▶ _EXERCISE_
From the items below, pull out every line containing the word "jacket" and copy each such line in full.

▶ _DATASET RECORDS_

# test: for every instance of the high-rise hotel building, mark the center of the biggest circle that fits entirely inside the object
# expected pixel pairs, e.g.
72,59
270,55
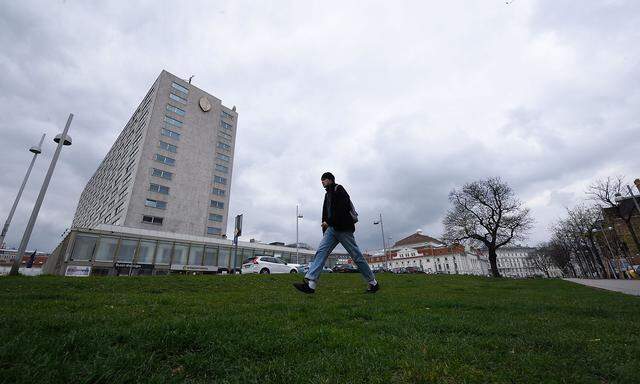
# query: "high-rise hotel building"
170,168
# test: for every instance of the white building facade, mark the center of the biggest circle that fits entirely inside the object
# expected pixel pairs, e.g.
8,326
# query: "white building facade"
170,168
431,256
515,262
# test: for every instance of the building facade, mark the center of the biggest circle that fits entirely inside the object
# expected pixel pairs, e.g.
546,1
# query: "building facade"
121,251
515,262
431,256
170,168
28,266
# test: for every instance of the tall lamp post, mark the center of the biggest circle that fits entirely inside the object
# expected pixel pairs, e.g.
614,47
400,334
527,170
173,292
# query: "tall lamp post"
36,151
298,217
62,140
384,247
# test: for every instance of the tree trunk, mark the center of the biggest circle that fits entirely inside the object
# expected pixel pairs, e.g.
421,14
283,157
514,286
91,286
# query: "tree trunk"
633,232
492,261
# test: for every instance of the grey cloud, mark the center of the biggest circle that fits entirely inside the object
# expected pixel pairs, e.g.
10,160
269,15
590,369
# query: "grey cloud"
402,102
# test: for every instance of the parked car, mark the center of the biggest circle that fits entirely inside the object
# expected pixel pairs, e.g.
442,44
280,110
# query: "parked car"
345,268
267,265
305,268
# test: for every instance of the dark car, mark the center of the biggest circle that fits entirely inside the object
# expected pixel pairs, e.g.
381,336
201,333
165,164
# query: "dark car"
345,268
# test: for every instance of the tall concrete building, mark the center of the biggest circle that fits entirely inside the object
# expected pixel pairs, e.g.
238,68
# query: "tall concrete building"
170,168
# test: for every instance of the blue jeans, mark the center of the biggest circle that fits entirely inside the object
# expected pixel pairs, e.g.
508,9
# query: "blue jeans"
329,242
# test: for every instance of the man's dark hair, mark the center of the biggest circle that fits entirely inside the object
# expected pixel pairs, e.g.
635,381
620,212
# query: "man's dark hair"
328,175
==
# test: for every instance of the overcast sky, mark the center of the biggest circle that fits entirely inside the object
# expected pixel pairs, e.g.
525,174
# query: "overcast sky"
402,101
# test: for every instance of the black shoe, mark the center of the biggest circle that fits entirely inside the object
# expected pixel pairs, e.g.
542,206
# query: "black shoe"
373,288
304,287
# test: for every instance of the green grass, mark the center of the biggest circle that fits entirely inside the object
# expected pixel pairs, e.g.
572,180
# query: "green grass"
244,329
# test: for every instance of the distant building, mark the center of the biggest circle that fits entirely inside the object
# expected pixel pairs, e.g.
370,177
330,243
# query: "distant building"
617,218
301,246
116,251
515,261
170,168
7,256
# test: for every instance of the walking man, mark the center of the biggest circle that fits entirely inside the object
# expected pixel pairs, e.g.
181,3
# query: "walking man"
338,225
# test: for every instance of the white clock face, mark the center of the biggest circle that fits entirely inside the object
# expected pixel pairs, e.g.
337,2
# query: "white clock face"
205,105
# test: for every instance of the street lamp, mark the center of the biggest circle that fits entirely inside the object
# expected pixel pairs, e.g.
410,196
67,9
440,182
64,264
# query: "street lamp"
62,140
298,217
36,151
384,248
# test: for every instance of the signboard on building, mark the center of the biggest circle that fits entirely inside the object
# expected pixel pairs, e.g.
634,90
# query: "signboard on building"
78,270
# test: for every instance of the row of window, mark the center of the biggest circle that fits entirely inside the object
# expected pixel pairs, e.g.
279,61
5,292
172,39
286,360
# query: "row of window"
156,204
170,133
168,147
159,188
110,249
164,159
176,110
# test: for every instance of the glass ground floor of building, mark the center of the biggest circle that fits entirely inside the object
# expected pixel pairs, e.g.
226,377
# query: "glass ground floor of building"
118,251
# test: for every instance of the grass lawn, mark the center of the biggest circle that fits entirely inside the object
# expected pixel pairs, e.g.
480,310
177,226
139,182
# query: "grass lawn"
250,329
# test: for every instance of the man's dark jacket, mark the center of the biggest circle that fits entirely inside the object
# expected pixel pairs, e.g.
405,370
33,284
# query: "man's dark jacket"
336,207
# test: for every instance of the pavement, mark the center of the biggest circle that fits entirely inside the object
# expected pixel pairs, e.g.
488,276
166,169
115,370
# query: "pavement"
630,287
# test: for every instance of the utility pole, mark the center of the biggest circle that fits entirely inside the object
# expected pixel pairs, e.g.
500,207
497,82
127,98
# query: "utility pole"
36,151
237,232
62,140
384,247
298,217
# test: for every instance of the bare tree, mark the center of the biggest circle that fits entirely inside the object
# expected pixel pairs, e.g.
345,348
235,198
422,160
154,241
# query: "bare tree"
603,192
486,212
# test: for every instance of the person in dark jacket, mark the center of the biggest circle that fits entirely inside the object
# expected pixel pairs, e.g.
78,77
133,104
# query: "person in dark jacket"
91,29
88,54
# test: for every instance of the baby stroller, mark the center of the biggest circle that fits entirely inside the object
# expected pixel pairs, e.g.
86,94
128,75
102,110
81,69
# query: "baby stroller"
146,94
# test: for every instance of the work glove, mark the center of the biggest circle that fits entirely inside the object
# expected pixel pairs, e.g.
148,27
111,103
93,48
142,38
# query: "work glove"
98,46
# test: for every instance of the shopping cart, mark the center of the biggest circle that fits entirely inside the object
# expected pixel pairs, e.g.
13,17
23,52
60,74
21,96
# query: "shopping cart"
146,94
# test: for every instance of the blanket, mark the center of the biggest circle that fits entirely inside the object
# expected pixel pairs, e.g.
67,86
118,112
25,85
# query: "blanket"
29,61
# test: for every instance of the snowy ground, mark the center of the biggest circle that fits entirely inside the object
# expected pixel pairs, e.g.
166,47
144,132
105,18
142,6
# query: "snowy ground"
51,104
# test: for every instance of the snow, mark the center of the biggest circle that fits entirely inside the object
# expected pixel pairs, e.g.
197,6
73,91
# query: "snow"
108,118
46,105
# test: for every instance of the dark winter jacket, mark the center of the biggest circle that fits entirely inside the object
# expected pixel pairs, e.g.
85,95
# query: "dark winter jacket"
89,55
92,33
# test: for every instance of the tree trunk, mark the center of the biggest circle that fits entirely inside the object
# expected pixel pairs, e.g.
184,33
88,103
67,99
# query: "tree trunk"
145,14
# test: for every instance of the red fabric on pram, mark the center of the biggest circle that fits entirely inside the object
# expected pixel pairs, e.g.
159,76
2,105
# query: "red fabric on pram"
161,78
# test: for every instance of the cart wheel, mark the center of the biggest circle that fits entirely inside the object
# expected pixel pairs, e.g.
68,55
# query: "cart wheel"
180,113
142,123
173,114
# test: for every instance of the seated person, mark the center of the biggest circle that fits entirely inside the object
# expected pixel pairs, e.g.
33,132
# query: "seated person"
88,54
--
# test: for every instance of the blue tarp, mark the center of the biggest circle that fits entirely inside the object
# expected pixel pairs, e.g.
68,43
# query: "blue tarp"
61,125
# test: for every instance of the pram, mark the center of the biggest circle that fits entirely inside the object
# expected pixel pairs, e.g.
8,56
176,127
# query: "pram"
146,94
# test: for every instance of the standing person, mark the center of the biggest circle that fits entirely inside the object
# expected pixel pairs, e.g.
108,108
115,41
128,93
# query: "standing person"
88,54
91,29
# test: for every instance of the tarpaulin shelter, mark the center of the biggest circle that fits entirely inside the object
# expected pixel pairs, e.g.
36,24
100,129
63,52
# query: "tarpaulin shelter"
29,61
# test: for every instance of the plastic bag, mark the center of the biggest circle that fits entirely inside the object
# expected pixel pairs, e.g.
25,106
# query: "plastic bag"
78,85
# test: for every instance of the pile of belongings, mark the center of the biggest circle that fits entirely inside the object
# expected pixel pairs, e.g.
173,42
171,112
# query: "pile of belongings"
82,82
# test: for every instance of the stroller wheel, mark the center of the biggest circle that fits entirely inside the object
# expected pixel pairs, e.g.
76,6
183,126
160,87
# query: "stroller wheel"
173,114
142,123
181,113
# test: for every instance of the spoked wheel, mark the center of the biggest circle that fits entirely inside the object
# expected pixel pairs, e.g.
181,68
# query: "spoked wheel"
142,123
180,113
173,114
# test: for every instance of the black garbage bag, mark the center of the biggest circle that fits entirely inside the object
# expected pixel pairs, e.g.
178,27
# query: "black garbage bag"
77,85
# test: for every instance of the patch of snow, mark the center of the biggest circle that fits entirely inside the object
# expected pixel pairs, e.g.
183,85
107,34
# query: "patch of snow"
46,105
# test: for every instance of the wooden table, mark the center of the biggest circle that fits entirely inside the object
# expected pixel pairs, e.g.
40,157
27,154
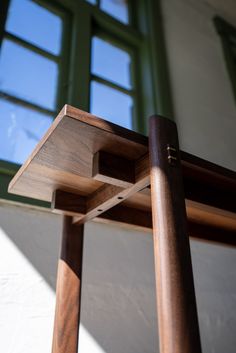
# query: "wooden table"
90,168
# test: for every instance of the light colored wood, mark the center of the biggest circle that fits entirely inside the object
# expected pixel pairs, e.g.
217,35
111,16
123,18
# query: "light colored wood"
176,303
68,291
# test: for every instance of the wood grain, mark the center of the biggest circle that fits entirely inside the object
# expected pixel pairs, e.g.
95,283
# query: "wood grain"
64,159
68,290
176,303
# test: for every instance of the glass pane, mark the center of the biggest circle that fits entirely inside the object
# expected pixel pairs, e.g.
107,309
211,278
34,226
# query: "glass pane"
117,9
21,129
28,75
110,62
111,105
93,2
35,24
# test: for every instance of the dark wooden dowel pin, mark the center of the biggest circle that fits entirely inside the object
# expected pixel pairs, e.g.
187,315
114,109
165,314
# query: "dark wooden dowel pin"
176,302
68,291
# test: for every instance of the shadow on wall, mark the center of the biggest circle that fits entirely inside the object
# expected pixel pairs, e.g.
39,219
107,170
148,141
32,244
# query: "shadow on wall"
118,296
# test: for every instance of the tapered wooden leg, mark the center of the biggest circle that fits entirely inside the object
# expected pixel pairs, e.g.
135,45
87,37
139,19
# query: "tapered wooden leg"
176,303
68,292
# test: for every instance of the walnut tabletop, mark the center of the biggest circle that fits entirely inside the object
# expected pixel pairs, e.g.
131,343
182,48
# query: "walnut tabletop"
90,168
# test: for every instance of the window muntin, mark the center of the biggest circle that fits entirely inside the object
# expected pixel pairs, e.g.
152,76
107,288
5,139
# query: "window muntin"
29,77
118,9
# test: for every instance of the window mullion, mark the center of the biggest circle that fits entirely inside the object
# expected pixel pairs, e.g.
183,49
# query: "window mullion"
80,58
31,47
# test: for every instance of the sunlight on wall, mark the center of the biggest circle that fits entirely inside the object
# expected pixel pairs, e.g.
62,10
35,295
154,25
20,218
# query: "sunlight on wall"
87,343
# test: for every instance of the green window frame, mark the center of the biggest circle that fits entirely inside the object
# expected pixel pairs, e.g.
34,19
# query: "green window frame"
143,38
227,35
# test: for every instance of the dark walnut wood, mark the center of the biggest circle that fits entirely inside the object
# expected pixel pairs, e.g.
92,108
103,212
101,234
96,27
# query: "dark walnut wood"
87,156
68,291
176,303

▶ _ANSWER TO THE EXERCISE_
# test: for every instance of the man's dark jacket, mark the center of the biggest circle that fits entirely inside the object
# query: "man's dark jacket"
# test: for every instance of the person in dark jacket, mark the center of the biggest circle that fits entirely inside the object
# query: "person in dark jacket"
# test: for every instance of the dark winter jacket, mark the center of the biggest circle that fits entirely inside the object
# query: "dark winter jacket"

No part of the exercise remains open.